Locate every line in the records below that holds the word "yellow" and return each one.
◆ ◆ ◆ ◆
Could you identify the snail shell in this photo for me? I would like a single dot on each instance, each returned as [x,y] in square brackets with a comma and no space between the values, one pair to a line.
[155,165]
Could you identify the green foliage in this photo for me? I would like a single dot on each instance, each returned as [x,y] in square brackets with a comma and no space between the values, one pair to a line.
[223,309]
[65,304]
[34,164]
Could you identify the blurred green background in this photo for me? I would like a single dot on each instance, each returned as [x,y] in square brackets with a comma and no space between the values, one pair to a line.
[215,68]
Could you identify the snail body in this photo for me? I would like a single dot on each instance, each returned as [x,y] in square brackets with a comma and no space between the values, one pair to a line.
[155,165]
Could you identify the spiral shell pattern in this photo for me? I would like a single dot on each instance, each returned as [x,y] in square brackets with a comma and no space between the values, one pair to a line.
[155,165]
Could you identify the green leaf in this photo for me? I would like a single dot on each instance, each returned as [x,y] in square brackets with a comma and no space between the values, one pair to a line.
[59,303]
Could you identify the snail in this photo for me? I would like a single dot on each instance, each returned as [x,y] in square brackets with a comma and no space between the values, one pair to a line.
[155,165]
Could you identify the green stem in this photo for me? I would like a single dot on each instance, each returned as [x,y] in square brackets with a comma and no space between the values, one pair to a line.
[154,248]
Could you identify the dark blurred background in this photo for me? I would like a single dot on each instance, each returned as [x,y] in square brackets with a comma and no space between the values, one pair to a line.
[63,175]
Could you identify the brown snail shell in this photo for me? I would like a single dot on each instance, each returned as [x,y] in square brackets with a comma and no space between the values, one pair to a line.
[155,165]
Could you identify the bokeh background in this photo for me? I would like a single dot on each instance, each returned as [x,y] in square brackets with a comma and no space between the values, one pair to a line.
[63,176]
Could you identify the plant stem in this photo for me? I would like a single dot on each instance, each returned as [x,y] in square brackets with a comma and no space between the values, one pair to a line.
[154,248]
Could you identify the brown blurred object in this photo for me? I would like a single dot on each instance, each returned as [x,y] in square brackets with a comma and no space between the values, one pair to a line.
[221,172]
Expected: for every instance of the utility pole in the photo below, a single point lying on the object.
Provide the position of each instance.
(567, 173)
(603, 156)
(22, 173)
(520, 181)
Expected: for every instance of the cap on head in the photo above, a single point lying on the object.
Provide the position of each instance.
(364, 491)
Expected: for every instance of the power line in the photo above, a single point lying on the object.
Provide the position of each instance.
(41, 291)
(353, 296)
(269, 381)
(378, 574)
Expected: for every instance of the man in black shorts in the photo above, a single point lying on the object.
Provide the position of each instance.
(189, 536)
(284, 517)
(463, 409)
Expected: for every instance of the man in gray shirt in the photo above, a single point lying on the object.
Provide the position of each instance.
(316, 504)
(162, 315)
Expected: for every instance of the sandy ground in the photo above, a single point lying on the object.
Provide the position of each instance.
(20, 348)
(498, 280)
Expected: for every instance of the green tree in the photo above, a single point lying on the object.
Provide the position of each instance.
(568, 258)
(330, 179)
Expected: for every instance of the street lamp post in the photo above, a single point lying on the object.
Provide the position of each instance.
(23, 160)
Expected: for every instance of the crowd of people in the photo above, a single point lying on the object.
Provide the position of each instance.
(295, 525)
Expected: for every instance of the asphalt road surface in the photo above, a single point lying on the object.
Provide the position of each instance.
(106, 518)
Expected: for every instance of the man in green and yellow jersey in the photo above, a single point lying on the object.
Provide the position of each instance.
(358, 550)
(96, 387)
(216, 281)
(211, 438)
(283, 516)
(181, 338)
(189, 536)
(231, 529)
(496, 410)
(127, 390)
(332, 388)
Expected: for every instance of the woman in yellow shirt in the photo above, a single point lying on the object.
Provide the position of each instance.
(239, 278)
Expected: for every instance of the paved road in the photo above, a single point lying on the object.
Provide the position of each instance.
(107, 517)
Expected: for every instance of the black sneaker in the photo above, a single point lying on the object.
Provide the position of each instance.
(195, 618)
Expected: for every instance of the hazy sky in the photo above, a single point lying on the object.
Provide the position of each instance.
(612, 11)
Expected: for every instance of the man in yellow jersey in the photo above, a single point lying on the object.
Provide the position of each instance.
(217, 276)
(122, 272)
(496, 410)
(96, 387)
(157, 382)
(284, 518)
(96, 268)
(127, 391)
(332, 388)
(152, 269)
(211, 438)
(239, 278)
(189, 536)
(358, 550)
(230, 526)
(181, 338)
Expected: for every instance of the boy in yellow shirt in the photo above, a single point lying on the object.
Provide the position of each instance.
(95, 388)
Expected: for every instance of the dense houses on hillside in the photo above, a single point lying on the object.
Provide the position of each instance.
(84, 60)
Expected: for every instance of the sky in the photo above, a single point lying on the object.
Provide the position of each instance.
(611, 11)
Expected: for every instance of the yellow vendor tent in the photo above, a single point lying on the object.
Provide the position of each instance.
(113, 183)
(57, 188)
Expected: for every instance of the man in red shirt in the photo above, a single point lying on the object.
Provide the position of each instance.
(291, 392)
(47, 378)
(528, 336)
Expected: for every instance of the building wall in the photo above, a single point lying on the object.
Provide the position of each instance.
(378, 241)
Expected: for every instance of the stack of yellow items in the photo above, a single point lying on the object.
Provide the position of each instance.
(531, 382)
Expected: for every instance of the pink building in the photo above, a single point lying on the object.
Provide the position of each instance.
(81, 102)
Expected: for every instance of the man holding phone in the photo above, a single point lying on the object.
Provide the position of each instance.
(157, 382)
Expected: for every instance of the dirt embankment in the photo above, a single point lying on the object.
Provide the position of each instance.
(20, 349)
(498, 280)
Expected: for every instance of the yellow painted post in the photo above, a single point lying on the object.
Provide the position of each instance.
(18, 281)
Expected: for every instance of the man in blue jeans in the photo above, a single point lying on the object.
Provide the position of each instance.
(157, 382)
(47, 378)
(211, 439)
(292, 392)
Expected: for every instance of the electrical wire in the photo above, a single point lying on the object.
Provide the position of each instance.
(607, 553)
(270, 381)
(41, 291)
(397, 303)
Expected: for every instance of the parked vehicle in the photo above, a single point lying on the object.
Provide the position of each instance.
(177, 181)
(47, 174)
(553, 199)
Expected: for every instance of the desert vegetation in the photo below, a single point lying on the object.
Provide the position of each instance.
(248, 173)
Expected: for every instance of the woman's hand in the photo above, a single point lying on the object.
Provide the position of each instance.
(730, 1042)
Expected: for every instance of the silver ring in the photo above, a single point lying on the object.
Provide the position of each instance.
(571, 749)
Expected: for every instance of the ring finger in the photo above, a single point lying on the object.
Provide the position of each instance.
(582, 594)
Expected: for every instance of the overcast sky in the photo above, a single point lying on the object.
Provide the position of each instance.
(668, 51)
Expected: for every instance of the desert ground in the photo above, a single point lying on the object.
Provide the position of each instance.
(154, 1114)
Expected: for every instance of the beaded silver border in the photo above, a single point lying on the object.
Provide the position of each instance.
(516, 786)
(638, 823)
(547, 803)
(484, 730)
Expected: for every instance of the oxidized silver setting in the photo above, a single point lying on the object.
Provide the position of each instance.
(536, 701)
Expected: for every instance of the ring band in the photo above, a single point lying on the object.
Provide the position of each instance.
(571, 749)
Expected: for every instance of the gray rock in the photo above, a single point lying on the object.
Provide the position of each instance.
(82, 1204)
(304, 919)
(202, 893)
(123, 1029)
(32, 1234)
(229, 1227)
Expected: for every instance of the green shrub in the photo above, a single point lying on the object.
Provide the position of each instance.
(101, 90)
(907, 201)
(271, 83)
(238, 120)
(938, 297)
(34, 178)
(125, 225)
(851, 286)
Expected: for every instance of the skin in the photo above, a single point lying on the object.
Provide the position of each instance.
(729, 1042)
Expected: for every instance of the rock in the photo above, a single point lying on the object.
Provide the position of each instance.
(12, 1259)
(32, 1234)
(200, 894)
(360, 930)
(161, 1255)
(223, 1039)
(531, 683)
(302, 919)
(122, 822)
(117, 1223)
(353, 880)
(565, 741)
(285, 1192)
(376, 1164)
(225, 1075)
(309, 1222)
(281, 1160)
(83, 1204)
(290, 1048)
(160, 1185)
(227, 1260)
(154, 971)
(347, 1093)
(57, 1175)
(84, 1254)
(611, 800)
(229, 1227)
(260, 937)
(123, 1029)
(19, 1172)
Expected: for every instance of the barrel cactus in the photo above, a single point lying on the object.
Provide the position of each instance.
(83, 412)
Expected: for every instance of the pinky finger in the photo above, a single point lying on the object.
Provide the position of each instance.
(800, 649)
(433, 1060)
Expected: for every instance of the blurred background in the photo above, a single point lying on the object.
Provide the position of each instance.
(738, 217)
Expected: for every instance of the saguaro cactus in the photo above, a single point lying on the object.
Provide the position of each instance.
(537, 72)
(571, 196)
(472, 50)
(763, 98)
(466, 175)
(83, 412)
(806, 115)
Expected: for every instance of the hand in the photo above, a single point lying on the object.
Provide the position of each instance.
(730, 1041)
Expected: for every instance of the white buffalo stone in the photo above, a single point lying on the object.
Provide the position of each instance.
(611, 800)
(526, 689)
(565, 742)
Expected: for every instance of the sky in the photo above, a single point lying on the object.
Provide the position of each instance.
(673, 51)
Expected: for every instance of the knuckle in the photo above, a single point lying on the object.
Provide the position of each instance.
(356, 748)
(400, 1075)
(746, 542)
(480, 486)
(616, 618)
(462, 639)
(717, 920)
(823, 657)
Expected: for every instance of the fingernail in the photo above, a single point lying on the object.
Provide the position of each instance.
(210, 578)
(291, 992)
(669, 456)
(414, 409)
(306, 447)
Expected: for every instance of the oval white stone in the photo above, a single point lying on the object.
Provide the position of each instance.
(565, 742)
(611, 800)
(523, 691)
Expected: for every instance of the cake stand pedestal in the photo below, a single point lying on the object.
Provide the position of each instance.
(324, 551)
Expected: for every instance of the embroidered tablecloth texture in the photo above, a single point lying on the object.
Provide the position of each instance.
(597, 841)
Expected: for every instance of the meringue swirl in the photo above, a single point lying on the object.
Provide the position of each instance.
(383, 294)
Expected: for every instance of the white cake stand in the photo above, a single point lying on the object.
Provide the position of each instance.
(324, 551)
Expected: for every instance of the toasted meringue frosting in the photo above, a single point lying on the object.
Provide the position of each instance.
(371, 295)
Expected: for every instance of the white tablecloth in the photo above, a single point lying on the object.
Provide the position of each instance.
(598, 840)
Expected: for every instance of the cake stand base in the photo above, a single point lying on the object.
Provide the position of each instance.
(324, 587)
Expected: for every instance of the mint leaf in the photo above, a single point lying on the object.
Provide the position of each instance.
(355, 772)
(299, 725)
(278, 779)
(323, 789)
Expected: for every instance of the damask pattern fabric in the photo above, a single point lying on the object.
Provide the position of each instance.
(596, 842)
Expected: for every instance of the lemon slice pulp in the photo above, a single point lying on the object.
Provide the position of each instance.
◆ ◆ ◆ ◆
SOLVED EXERCISE »
Expected: for every instance of the man in green and yellow jersey in the photo above, a single point lying on the object.
Expected: for every instance of the woman in yellow shirt in the photo above, a single point lying on the object.
Expected: for every instance of the man in yellow jersey in the photo above, a single point lying on the object.
Expected: for every instance of the boy in yellow shirt in the photo above, a single point lying on the object.
Expected: for every instance of the yellow vendor tent in the photo above, a single point lying on the object.
Expected: for every instance of the stack of yellow items in the photo above, a single point lying on the object.
Expected: for every instance of the yellow painted post in the photo above, a single point lying on the object.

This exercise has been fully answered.